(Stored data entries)
====

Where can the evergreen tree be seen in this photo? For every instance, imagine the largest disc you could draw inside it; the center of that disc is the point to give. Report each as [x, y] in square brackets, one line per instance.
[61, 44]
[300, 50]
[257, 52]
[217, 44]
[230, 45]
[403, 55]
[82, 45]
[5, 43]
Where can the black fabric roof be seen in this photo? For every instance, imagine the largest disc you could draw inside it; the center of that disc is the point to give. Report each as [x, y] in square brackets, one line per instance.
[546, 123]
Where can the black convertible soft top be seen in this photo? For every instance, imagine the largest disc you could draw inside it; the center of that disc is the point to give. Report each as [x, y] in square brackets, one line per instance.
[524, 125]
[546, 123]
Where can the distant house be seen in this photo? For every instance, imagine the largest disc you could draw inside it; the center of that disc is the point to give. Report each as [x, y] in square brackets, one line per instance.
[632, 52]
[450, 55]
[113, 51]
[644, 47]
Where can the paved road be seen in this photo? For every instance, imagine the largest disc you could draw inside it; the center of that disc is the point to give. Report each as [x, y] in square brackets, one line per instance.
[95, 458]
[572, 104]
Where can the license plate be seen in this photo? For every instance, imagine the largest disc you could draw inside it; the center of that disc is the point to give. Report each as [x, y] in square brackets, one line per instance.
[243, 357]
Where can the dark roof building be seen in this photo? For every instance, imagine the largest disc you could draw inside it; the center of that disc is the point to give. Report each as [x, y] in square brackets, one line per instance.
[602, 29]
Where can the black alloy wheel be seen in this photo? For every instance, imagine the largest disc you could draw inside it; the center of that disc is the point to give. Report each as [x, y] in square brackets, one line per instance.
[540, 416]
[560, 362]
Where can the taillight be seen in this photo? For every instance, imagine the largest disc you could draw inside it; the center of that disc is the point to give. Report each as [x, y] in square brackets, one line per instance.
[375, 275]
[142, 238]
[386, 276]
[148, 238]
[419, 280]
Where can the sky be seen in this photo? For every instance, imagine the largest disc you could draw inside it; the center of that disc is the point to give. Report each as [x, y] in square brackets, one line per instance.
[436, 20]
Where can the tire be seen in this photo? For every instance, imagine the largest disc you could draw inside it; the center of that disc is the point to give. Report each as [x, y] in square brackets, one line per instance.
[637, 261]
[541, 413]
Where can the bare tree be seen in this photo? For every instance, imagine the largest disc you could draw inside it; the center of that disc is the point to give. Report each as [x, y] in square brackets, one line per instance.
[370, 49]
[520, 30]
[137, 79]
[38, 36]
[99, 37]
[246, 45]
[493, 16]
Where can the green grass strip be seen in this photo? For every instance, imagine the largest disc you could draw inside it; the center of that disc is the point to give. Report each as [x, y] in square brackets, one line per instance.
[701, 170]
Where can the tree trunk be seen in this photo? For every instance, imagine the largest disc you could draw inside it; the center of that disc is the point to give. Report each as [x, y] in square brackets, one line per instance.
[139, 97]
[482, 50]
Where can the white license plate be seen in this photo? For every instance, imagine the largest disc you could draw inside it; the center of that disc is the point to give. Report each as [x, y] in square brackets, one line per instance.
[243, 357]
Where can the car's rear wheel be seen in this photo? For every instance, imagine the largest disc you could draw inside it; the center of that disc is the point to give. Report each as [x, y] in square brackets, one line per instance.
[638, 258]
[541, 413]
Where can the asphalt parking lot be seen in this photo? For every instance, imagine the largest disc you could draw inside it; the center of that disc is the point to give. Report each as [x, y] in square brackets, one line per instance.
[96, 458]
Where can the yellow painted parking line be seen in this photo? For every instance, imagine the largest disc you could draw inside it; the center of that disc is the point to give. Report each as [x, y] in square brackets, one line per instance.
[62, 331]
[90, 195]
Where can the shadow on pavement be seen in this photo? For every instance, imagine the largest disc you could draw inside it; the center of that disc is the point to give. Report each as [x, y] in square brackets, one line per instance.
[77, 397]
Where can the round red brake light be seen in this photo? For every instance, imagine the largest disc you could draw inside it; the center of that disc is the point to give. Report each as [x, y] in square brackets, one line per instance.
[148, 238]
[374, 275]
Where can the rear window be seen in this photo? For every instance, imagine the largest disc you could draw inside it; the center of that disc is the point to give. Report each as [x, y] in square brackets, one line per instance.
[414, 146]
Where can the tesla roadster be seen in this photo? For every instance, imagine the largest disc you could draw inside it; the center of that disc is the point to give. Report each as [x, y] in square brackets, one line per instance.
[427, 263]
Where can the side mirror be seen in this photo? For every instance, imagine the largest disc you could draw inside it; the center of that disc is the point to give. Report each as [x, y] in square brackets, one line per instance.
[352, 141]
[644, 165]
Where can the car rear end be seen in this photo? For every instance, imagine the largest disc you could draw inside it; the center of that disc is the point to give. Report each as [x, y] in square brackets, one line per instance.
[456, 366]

====

Assignment
Each record needs to be duplicated exactly as given.

Answer for this exercise
Where can the evergreen tree be seen in this photo? For every instance, imagine the largest disc you could draw inside it; the center of that disc is the point to give. Report each as [x, y] in square brackets, one line per instance.
[61, 44]
[300, 50]
[257, 52]
[217, 44]
[230, 45]
[403, 55]
[82, 45]
[5, 43]
Where can the black fabric roof be seen in this photo? For every instance, imagine the largest disc you could draw inside it; the center of that disc is the point to give. Report each as [x, y] in square brackets, one line per instance.
[546, 123]
Where can the black convertible soft top be seen in this photo? For every instance, imagine the largest disc you could draw inside it; the center of that disc is the point to give. Report each as [x, y] in square brackets, one line per instance.
[524, 125]
[546, 123]
Where can the distant house be seen in this photo? For every instance, imagine the largest disc you could draw inside it; the center of that disc is the point to give. Report each as [x, y] in square brackets, one line per instance.
[632, 52]
[450, 55]
[113, 51]
[644, 47]
Where can the paved road be seen in this photo? For every instance, imagine the largest disc you could draw inside it; the center of that disc is the point to give. Report each as [x, y] in square brackets, one line per instance.
[95, 458]
[572, 104]
Where can the license plate be seen in this photo? For every instance, imagine the largest disc you could draw inside it; the center of that disc is the point to give. Report each as [x, y] in square brackets, one line per instance.
[243, 357]
Where can the dark roof building be seen in this photo? For every instance, imagine the largest disc you could draw inside it; the center of that disc is the point to give. Report each as [x, y] in square brackets, one line per instance.
[602, 29]
Where can the black alloy wheel be seen in this photo? For every instance, imagine the largest disc you could draw inside it; the center of that disc is the point to give. Report each as [x, y] in square brackets, one line per instance.
[540, 416]
[560, 362]
Where can the taillight be seen in this photo? For every instance, imagine the largest disc you could draw inside it; the center of that disc is the point to give. Report each as [x, y] in square brackets, one line per instance.
[375, 275]
[142, 238]
[386, 276]
[148, 238]
[419, 280]
Where can the sky be seen in this photo? For every instance, imagine the largest disc you could draw inside it; the center of that disc is the point to give. Report each as [x, y] in square brackets, one line per instance.
[436, 20]
Where can the tire be seen in this photo? For every instance, imagine the largest disc you could draw inside it; the center of that disc is the point to give. Report each as [x, y] in square brackets, one line per instance.
[637, 261]
[541, 413]
Where can the bare tree be seen in this photo? For every instance, imagine the largest disc you could draw inside it; the center of that disc is the point to give. Report each as [x, y] in square brackets, one line per instance.
[370, 49]
[520, 30]
[137, 79]
[38, 36]
[99, 37]
[246, 45]
[493, 16]
Where can the green grass strip be seen in this photo? For every instance, imagine the largest disc you could draw inside it; the center of that disc is the point to give. Report each as [x, y] in square brackets, one line per instance.
[701, 170]
Where can the tree trunk be seen in this photo? For every instance, imagine the largest disc you could draw inside it; the center of that disc is the point to give. Report each as [x, y] in square brackets, one line per instance.
[139, 97]
[482, 50]
Where can the white license plate be seen in this photo? For every instance, imagine the largest disc you could draw inside it; the center of that disc is the point to give. Report each as [x, y] in square brackets, one line per instance.
[243, 357]
Where can the car's rear wheel be seen in this photo? For every instance, imagine the largest disc you could draw inside it; the center of that disc is the point to give. Report each as [x, y] in square brackets, one line per instance.
[638, 258]
[541, 413]
Where can the asphalt parking lot be seen in this photo? For every instance, imagine the largest disc you could draw inside it; the center of that disc is the point to give. Report each as [x, y] in square brackets, one line per instance.
[96, 458]
Where can the yellow painted parking line be seen in this photo? For every instance, imagine the largest disc you could draw inside it; the center of that disc is the point to give. Report each as [x, y] in square brackets, one line per instance.
[62, 331]
[90, 195]
Where can the shadow on pavement be seen in this photo? For every instance, imagine the largest disc you could draw inside it; the center of that disc is the point to give. Report each as [x, y] in square brackets, one line per instance.
[77, 397]
Where can the round red brake light be seen in this photo? For every instance, imagine the largest disc you could draw inside it; the center of that disc is the point to give. Report each as [x, y] in square brackets, one line per instance.
[148, 238]
[374, 275]
Where can the rear window be seen in this photo? For every instance, imagine the largest disc you could draw inside it; the center of that disc is the point to give. Report each as [x, y] in square brackets, one line per instance.
[414, 146]
Where can the tesla roadster be seen in this photo? For every instance, imagine the largest disc you could draw inside it; the center of that disc is the point to give. Report each as [x, y] in square brackets, one line per instance.
[427, 263]
Where can the side mirror be seen in this photo? For every instance, imagine the largest disc you could draw inside it; the center of that disc is the point to give. Report each as [x, y] in square brackets, one line per instance.
[352, 141]
[644, 165]
Where can the car rear end be seen in this photo? For every instance, imagine the largest disc you could draw inside it; the center of that disc is the point to give. Report each as [x, y] in square brackets, one line per instance.
[456, 366]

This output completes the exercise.